**What the task asks:** Quote every one of the records below word for word, keeping each line unchanged.

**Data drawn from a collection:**
┌────────

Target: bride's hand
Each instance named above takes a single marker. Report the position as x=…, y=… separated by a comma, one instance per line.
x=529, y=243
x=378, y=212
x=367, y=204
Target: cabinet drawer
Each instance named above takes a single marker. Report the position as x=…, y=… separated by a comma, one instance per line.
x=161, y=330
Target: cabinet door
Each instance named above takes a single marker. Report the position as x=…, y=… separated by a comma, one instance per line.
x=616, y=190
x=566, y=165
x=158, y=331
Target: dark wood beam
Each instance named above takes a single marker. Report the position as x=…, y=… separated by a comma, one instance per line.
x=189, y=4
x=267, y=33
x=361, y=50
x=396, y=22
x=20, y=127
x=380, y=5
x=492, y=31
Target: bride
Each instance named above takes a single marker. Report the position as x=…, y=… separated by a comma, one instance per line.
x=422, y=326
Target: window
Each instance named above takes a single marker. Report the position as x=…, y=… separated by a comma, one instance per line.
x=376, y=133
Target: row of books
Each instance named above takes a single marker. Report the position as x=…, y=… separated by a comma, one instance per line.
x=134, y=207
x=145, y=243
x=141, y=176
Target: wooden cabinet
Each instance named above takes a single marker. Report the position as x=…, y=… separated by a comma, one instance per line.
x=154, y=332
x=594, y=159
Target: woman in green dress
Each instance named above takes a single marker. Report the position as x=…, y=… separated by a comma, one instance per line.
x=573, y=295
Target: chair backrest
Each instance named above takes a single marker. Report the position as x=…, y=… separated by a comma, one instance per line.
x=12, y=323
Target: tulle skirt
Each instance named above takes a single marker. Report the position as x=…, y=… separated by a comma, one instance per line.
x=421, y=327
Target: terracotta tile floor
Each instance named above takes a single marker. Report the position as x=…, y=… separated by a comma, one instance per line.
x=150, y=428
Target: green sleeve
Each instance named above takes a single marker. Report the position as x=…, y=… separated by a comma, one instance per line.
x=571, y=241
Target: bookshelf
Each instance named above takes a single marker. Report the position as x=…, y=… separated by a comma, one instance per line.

└────────

**Result for this task:**
Target: bride's hand
Each instance named above takes a single marker. Report the position as x=…, y=… separated by a comma, one instance per line.
x=529, y=243
x=378, y=212
x=367, y=204
Target: cabinet drawer
Each instance named above takes a single marker. Report the position as x=…, y=… separated by a comma, one instance per line.
x=161, y=330
Target: cabinet door
Each instance named above takes a single marker. Report the position as x=…, y=… separated by a comma, one instance per line.
x=616, y=190
x=566, y=165
x=158, y=331
Target: dark wood beam
Each instance named above takes a single marker. Report the position as x=…, y=… separated by a comma, one instance per line.
x=189, y=4
x=267, y=33
x=361, y=50
x=396, y=22
x=20, y=127
x=380, y=5
x=492, y=31
Target: bride
Each instance named above takes a single marker. Report the position as x=…, y=… separated by a comma, one instance per line.
x=422, y=326
Target: window
Each instance named above takes a single marker. Report the position as x=…, y=… separated by a comma, one instance per line.
x=376, y=133
Target: row of books
Each instance named above takes a single marker. Report the position as x=…, y=… separated by a comma, one instance per line.
x=134, y=207
x=145, y=243
x=141, y=176
Target: wooden cabinet
Each instance named above takes a single marker. Report the position as x=…, y=… separated by a comma, one instance per line.
x=154, y=332
x=594, y=159
Target: woman in green dress
Each instance named above takes a single marker. Report the position as x=…, y=… separated by a comma, one instance per line.
x=573, y=295
Target: chair backrest
Each instance named above takes a single marker. Report the position as x=…, y=… separated by a comma, one instance per line.
x=12, y=323
Target: tulle skirt
Each instance named above takes a single marker. Report the position as x=…, y=… separated by a comma, one instance per line.
x=421, y=327
Target: terracotta tile floor
Each instance named above takes a single marker. Report the position as x=…, y=… separated by a comma, one instance per line.
x=150, y=428
Target: green sleeve
Each instance named above takes a single marker. Report the position as x=…, y=… separated by a comma, one instance per line.
x=571, y=241
Target: bookshelf
Each instance named above takes a single marker. Report the position as x=…, y=… separated by a comma, one instance per line.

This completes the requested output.